• _Task 1_:
Please summarize the Ten Mile Hollow text in two sentences.
• _Task 2_:
In the Ten Mile Hollow text, how far from the settlement is the closest appreciable stream?

Death Comes to Ten Mile Hollow


Dec 31, 1969
The former settlement of Ten Mile Hollow is about a mile from my house as the crow flies, and although I have lived in this location for almost 20 years, yesterday was the first time I visited the graveyard there.

Ten Mile Hollow must have been one of the hardest places to eke out a living in the pines. There is only the barest trickle of water running near it. In fact, the stream is usually dry, as it is right now. The closest appreciable stream is Cedar Creek, about a half mile away through the woods.

There are no abandoned fields or bogs, or any signs of former industry. There is only the graveyard, and it is the smallest, most desolate graveyard I ever saw. The stones are mostly gone, with only pieces remaining.

To get a sense of how austere this settlement was, the following portion of a letter (dated July 9, 1818) authored by botanist John Torrey is quoted in "Iron in the Pines"....

(Collected data)
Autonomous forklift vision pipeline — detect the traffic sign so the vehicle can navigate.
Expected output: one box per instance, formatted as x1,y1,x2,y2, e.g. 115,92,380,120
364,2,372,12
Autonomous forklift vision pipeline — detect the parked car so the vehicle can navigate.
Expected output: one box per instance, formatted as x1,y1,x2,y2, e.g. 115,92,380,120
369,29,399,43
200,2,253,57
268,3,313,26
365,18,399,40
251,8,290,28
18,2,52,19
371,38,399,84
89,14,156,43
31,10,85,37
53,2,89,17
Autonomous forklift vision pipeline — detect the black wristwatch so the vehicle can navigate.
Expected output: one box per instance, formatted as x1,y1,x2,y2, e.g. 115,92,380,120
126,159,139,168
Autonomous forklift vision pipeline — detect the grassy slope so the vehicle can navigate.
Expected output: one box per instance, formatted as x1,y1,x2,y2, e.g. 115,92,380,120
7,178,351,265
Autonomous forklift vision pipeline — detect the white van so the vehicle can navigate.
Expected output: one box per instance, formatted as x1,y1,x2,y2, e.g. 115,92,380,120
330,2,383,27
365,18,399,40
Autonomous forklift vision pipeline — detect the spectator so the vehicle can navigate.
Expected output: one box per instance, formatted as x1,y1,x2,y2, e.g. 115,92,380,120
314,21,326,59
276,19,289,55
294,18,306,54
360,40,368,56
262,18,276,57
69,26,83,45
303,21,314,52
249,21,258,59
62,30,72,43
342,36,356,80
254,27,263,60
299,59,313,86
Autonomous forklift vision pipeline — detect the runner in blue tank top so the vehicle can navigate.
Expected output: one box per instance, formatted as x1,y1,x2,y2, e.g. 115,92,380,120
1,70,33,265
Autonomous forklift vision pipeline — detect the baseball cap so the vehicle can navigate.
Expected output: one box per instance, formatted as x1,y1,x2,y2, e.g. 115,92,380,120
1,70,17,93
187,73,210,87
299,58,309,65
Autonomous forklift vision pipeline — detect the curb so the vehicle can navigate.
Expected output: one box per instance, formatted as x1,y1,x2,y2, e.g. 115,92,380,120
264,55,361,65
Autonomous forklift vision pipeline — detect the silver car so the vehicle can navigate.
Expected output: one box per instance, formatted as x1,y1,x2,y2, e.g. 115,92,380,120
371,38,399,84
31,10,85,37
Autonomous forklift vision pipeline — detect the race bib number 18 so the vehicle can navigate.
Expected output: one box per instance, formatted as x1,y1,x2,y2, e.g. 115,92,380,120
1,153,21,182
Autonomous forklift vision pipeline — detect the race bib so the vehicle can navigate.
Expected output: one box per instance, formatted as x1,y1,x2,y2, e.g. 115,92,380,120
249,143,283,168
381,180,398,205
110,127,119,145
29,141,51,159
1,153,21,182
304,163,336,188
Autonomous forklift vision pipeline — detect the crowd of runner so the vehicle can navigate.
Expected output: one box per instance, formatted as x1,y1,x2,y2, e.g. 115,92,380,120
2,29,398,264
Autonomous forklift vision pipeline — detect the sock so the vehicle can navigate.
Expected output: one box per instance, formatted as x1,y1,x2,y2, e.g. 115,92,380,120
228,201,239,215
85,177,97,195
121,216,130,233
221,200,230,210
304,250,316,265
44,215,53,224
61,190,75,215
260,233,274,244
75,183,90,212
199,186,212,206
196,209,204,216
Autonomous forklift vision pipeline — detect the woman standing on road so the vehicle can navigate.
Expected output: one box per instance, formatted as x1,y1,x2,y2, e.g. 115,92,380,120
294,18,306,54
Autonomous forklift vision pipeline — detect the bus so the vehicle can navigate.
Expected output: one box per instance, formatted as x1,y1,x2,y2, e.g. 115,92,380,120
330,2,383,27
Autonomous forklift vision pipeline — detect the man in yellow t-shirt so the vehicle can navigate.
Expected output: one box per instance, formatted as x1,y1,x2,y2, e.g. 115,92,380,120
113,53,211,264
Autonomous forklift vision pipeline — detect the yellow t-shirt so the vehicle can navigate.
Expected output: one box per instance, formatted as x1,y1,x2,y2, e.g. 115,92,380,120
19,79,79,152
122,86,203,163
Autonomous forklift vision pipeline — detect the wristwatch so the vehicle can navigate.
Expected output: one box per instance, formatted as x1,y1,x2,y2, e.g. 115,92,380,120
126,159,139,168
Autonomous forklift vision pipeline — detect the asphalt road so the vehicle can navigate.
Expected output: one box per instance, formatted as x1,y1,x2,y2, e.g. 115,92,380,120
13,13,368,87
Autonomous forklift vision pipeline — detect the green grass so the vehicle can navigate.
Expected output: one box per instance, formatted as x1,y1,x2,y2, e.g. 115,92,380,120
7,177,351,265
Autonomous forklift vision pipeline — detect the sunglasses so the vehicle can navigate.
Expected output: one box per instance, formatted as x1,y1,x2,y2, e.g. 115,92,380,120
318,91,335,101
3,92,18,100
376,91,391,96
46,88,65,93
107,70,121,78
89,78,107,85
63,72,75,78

• _Answer box 1_:
The writer has lived about a mile from the former settlement of Ten Mile Hollow for almost 20 years but visited its graveyard for the first time yesterday. The site has only a barely running, usually dry stream, no abandoned fields, bogs or signs of industry, and a tiny, desolate graveyard whose stones are mostly gone.

• _Answer box 2_:
Cedar Creek is about a half mile away through the woods.